- DIRECTIVE -
Give back exactly the lines that run from the line containing "plant shown in this photograph." through the end of the listing below. Leave out every other line.

:::

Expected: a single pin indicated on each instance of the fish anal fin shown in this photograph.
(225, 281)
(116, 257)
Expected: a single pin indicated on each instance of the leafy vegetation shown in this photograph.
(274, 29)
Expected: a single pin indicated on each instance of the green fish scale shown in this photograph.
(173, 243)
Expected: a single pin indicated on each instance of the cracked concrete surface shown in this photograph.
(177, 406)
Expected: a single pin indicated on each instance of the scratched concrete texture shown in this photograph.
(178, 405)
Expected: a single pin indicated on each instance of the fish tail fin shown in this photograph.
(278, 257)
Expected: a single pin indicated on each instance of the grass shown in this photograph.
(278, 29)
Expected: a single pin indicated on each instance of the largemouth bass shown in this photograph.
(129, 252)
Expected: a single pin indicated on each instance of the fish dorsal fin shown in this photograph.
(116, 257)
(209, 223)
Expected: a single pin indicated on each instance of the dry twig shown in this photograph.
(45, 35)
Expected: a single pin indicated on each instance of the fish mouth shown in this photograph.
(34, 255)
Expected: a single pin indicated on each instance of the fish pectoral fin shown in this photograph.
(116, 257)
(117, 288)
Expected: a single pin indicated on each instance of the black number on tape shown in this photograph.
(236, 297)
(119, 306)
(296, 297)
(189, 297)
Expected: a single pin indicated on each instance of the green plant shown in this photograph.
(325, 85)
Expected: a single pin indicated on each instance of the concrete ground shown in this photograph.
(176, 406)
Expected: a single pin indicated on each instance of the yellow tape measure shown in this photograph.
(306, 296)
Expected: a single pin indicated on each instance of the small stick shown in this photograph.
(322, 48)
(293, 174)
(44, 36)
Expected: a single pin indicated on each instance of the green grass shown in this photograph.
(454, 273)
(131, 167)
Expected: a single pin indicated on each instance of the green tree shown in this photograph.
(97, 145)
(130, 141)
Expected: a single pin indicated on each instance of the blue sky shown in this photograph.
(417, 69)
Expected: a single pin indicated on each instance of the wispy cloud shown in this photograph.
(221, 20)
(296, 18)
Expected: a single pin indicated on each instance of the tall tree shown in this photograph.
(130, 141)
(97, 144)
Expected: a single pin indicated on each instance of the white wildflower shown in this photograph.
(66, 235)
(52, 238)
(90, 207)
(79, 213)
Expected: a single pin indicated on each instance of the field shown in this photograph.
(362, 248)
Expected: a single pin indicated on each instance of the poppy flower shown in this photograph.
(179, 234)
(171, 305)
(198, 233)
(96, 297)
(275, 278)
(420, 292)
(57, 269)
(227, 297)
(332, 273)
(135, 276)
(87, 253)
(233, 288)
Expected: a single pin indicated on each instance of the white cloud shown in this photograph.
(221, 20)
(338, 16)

:::

- SOLUTION TO THIS EXERCISE -
Expected: a single pin indicated on each instance of the green plant shown in this photograph.
(325, 85)
Expected: a single pin indicated on each instance of the concrete ground shown in this photograph.
(176, 406)
Expected: a single pin indicated on each instance of the yellow tape measure shown in this photograph.
(306, 296)
Expected: a single pin indicated on each instance of the small stick shown in this photograph.
(322, 48)
(293, 174)
(44, 36)
Expected: a single pin indicated on each instance of the green grass shown in this photograph.
(454, 273)
(131, 167)
Expected: a single pin indicated on each instance of the green tree shown in this photograph.
(97, 145)
(130, 141)
Expected: a single pin indicated on each instance of the blue sky shown in this photograph.
(417, 69)
Expected: a single pin indicated on each instance of the wispy cloud shown in this photograph.
(221, 20)
(296, 18)
Expected: a single pin indicated on each instance of the tall tree shown in this photograph.
(130, 141)
(97, 144)
Expected: a single pin indicated on each instance of the white wildflower shown in this photograph.
(66, 235)
(52, 238)
(90, 207)
(79, 213)
Expected: a single pin indicated on each instance of the field shown in this photograph.
(362, 248)
Expected: a single pin indicated on each instance of the poppy flower shown in this photograph.
(179, 234)
(171, 305)
(198, 233)
(96, 297)
(275, 278)
(420, 292)
(57, 269)
(227, 297)
(332, 273)
(135, 276)
(87, 253)
(233, 288)
Expected: a single pin indicated on each instance of the white cloud shown in this photograph.
(221, 20)
(338, 16)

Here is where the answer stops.